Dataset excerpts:
-*-

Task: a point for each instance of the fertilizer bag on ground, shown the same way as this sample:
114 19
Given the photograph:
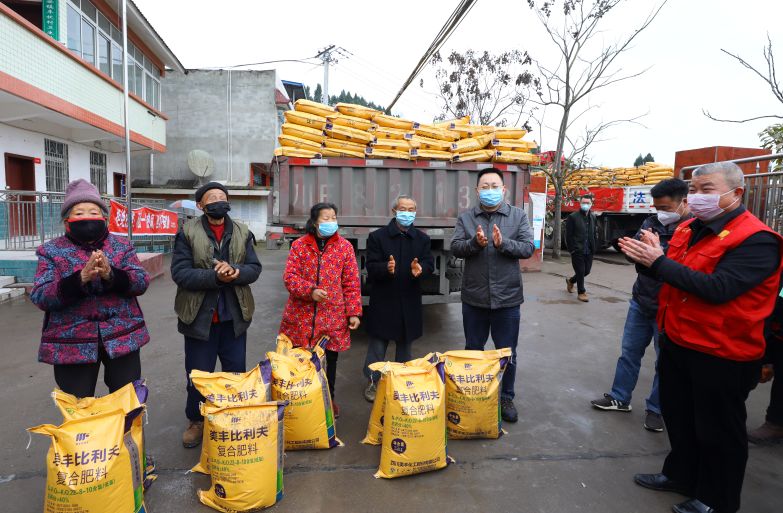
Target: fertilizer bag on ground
245 446
128 398
414 427
301 380
91 467
473 392
222 389
375 425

-*-

Once the pictures are set aside, write out the entries verbatim.

Task: a point for each instance of the fertilizer bag on ground, shown the same way as this sample:
114 19
Given the photograph:
Target: fertilizer bag on ground
245 446
128 398
414 427
301 380
91 467
473 392
222 389
375 425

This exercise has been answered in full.